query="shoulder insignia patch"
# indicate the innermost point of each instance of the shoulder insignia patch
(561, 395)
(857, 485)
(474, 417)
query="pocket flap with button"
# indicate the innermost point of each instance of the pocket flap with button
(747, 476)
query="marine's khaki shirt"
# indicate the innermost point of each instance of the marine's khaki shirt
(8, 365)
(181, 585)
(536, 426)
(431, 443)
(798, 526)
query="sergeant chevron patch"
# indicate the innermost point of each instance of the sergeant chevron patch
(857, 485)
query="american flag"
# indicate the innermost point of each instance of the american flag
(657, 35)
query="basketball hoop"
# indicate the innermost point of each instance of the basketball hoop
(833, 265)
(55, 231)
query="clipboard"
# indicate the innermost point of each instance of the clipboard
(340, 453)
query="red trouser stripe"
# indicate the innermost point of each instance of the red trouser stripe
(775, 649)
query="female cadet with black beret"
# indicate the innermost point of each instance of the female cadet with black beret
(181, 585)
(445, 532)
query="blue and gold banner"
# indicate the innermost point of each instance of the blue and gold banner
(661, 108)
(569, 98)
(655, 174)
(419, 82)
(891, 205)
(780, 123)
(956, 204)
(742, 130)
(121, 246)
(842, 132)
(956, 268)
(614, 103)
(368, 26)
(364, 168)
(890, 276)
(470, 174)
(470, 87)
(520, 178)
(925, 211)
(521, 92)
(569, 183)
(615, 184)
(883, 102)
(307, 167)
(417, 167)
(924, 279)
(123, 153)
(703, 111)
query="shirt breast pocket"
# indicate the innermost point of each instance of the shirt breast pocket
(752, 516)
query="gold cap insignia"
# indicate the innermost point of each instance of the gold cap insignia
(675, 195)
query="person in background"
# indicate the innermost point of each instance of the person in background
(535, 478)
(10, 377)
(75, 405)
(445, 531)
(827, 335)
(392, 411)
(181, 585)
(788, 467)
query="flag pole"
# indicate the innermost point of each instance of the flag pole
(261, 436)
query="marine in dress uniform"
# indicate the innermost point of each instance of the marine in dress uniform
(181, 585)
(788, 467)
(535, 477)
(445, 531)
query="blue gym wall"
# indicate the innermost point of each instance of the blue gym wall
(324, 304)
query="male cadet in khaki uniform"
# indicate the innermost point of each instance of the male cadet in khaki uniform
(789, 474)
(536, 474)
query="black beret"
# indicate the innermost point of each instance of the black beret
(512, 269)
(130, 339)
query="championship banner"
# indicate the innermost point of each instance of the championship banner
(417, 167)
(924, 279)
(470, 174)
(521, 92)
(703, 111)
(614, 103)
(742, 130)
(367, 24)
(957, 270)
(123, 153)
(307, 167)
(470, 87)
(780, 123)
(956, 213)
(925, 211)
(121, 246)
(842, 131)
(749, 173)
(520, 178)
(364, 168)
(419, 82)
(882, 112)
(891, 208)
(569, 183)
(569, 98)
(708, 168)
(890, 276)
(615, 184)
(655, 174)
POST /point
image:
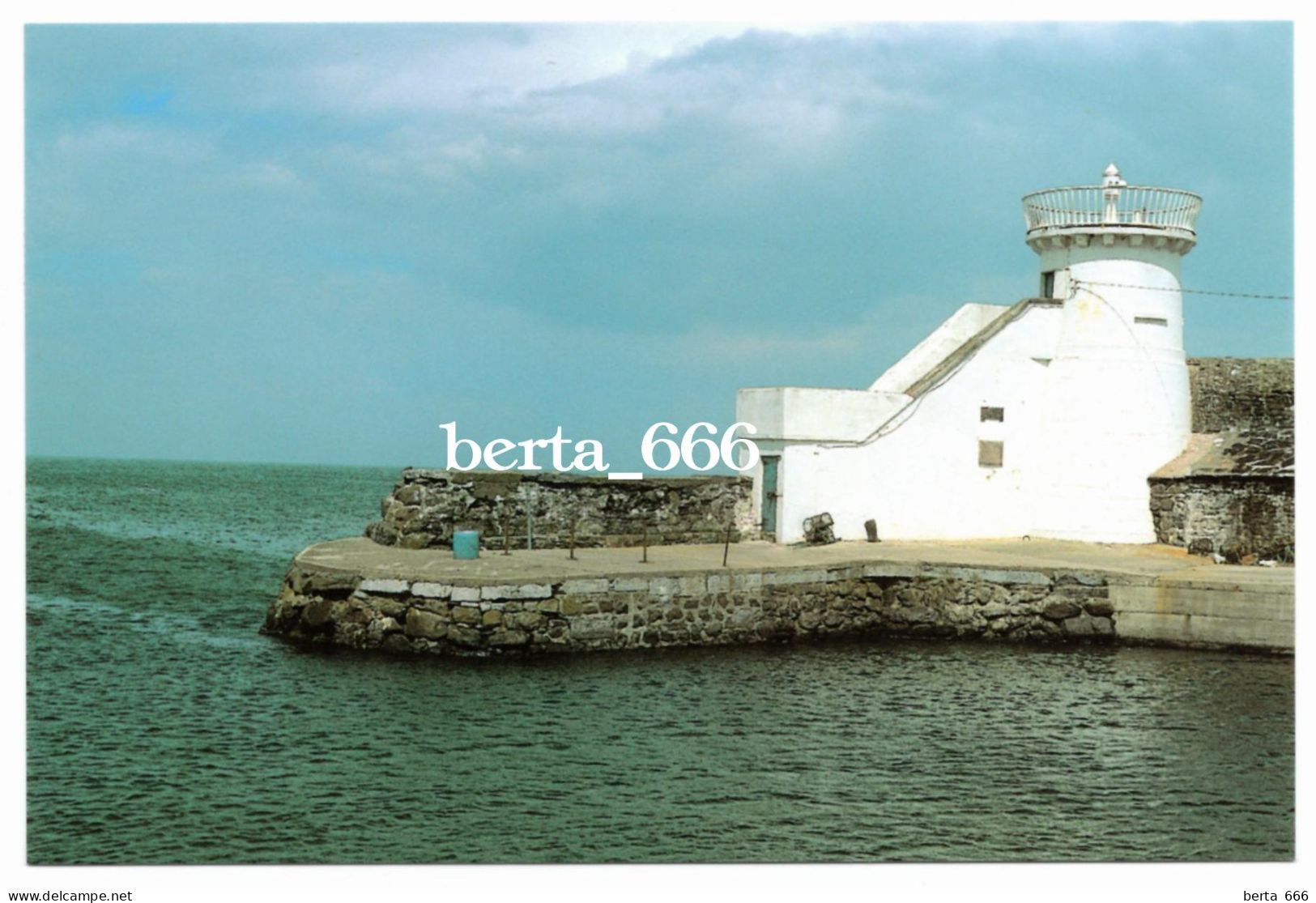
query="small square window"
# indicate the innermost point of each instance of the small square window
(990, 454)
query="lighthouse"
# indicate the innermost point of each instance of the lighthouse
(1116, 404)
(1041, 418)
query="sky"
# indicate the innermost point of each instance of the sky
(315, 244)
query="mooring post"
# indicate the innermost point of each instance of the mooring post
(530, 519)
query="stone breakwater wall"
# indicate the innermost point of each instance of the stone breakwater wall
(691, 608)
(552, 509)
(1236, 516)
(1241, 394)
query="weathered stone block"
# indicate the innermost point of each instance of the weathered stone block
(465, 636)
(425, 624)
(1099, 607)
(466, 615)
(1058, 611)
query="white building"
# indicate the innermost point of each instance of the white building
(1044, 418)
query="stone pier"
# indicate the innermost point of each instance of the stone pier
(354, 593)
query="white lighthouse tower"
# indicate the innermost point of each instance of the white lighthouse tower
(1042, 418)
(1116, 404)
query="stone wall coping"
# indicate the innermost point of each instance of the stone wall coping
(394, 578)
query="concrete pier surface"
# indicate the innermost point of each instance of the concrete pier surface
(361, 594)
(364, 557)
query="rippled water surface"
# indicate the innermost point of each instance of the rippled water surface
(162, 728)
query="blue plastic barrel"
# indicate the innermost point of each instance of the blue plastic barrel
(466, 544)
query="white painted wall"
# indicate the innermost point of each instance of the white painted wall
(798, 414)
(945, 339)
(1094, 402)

☆ ☆ ☆ ☆ ☆ ☆ ☆

All of the material above should be reproduced exactly, except the pictures.

* [Full answer]:
query="shoulder insignia patch"
# indicate the innermost point of each instance of the shoulder insignia patch
(561, 395)
(857, 485)
(474, 417)
query="pocket flap with button"
# indicate the innermost point of each instance of the pocket flap with button
(747, 476)
query="marine's khaki shirt"
# indicate the innermost point of each instance of the marine's khaki shirt
(8, 365)
(181, 585)
(536, 426)
(431, 443)
(798, 526)
query="sergeant chevron patch"
# indicate the innermost point of each instance of the sergeant chevron patch
(857, 485)
query="american flag"
# indicate the innermost point of each instance of the american flag
(657, 35)
query="basketball hoop"
# indicate the innermost point of each instance of the basketball hoop
(833, 265)
(55, 231)
query="clipboard"
# indicate the innermost point of each instance of the clipboard
(340, 453)
query="red trouser stripe"
# indicate the innermost point of each instance of the red trouser stripe
(775, 649)
query="female cadet with black beret"
# indicate the innermost point of each instance of the female cadet with black beret
(181, 585)
(445, 532)
query="blue and gold banner"
# indicate the innermost point of each instance of the blue and gold banner
(661, 108)
(569, 98)
(655, 174)
(419, 82)
(891, 205)
(780, 123)
(956, 204)
(742, 130)
(121, 246)
(842, 132)
(956, 268)
(614, 103)
(368, 26)
(364, 168)
(890, 276)
(470, 174)
(470, 87)
(520, 178)
(925, 211)
(521, 92)
(569, 183)
(615, 184)
(883, 102)
(307, 167)
(417, 167)
(924, 279)
(123, 153)
(703, 111)
query="shirt breast pocket"
# indicate the innermost point of each instance of the shirt breast pocket
(752, 516)
query="gold cap insignia"
# indicate the innermost point of each instance of the gold cap insignia
(675, 195)
query="person in background"
# indicate the innermost point of each instance of the person in background
(535, 478)
(10, 377)
(75, 405)
(445, 531)
(827, 335)
(392, 411)
(181, 585)
(788, 467)
query="flag pole"
# indicate the innermost point of each instance of the flag pole
(261, 436)
query="marine in dress uniform"
# indicate the innermost point of each instance of the marine in dress uniform
(181, 585)
(788, 467)
(535, 477)
(445, 531)
query="blue gym wall"
# indicate the innermost point of each instance of the blue gym wall
(324, 304)
query="male cadet in khaki uniform"
# indicate the innermost point of each instance of the male cadet in khaki uniform
(789, 474)
(536, 474)
query="black beret"
# indicate the innermost point of each instance of the black beret
(512, 269)
(130, 339)
query="championship banner"
# indicate the innermost point of each instance of the championship banner
(417, 167)
(924, 279)
(470, 174)
(521, 92)
(703, 111)
(614, 103)
(742, 130)
(367, 24)
(957, 270)
(123, 153)
(307, 167)
(470, 87)
(780, 123)
(956, 213)
(925, 211)
(121, 246)
(842, 131)
(749, 173)
(520, 178)
(364, 168)
(419, 82)
(882, 112)
(891, 208)
(569, 183)
(569, 98)
(708, 168)
(890, 276)
(615, 184)
(655, 174)
POST /point
image:
query="small square window"
# indicate the innermost point of each instance of the small square window
(990, 454)
query="lighthouse"
# indicate the innermost point of each instance of the lighthouse
(1116, 404)
(1041, 418)
query="sky"
# indicate the innermost point of each instance of the sky
(315, 244)
query="mooring post"
# indicate the innermost point of each instance of the mooring post
(530, 519)
query="stone breakwater wall"
# indicate the innermost point of each instance of the stone breakwater wall
(691, 608)
(552, 509)
(1236, 516)
(1241, 394)
query="weathered stone block"
# indicate the innermost point of each instance of the weathered stone block
(465, 636)
(425, 624)
(1099, 607)
(466, 615)
(1058, 611)
query="white building"
# indicate the innermost point of each instance of the white building
(1044, 418)
query="stone pier"
# indicate the innermost point of each instance of the stone pier
(354, 593)
query="white lighthouse tower"
# indicate the innermost point of each instance of the white lighthouse tower
(1042, 418)
(1116, 404)
query="stone wall coping"
# indicate the innermost point of each instance of the stone wall coping
(394, 578)
query="concrete pier surface"
# indicate the innermost point of each instance of the concrete pier surface
(361, 594)
(364, 557)
query="rippled water surface"
# indicate the innermost point of each instance of the rippled water surface
(162, 728)
query="blue plastic barrel"
# indicate the innermost point of each instance of the blue plastic barrel
(466, 544)
query="white painted wall"
# indicate the innermost point of each instance of the white painted wall
(798, 414)
(945, 339)
(1094, 402)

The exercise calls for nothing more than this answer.